■ **DATA EXCERPTS**

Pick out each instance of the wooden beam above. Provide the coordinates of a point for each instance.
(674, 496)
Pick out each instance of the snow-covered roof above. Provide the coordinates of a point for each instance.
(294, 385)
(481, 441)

■ **TASK GOAL**
Make a verbatim copy of every entry shown above.

■ **WRITTEN RESPONSE**
Pick out each instance of the wooden beam above. Provide the coordinates of a point for each instance.
(674, 496)
Pick out each instance of the snow-covered roof above. Provide the coordinates of a point for each instance.
(294, 385)
(481, 441)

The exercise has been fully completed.